Stored data entries
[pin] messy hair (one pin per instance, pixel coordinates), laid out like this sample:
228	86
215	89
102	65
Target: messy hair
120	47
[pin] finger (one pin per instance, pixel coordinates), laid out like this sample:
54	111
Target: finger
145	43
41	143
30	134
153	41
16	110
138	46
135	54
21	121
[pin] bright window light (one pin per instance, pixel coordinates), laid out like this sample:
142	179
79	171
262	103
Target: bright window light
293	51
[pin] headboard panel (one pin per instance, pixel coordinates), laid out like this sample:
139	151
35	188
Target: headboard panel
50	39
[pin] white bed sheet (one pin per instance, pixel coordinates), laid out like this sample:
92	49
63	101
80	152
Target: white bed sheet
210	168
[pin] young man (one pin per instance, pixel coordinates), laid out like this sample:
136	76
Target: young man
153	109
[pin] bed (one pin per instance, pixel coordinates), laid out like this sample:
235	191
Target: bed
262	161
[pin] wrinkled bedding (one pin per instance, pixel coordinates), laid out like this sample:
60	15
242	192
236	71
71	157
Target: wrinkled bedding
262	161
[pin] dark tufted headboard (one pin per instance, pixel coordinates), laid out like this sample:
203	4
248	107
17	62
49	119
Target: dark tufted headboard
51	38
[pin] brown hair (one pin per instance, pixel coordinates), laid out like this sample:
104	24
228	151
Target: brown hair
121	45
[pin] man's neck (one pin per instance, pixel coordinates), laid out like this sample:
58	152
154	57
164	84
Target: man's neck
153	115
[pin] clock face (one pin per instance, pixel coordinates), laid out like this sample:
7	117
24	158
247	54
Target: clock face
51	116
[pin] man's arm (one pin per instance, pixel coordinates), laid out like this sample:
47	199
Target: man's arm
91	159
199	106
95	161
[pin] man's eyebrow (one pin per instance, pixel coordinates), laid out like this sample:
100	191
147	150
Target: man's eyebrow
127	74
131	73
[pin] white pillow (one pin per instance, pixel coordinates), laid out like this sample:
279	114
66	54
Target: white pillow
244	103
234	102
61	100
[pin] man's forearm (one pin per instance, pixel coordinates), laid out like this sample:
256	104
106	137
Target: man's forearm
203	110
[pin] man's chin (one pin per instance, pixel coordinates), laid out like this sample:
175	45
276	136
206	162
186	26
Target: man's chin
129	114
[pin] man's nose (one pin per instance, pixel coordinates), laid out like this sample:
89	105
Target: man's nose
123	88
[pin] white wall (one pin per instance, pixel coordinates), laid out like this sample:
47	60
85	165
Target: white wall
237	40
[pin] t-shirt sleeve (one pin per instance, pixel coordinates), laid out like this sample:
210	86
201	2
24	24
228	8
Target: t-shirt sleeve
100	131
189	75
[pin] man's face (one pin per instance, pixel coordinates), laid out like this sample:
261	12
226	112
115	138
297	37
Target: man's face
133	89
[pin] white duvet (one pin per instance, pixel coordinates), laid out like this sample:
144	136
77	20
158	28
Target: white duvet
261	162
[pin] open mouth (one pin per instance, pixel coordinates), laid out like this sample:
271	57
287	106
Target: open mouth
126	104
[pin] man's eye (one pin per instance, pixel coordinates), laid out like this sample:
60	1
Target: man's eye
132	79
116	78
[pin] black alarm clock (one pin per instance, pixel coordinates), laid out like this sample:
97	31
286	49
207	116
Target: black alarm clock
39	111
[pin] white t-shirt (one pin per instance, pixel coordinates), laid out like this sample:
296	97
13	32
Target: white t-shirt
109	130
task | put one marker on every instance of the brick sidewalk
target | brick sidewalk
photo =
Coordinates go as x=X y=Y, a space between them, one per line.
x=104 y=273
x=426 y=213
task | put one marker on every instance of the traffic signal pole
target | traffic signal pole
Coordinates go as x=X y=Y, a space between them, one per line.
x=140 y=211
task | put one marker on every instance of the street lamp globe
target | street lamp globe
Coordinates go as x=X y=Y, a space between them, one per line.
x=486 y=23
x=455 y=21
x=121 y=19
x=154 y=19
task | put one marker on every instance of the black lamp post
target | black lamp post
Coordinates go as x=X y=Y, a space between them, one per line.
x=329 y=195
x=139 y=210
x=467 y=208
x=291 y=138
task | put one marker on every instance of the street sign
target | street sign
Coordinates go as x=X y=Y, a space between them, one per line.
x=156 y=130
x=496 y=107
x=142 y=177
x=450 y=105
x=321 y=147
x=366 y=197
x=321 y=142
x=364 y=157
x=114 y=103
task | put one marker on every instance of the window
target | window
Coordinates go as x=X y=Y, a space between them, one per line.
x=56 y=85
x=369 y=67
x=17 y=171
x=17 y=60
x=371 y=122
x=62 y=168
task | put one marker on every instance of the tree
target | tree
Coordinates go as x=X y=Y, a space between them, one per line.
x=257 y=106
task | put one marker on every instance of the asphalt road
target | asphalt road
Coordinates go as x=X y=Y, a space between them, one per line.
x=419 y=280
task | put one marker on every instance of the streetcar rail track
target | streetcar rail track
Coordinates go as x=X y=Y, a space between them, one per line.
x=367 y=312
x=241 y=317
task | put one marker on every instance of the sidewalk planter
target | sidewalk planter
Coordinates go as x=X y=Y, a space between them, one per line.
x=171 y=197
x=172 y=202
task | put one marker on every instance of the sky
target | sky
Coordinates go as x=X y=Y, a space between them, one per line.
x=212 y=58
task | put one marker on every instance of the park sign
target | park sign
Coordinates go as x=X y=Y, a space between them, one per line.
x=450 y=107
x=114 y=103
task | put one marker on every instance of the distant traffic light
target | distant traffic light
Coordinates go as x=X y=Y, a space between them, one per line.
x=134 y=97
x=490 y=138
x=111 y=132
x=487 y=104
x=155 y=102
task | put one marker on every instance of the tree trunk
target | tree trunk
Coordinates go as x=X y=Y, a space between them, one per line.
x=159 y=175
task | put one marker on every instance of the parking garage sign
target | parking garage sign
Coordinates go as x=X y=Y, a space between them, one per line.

▸ **EXERCISE DIRECTIONS**
Every line that contains the string "brick" should be copied from the entries.

▸ **THE COMPLETED TASK**
task | put one marker on every instance of the brick sidewalk
target | brick sidewalk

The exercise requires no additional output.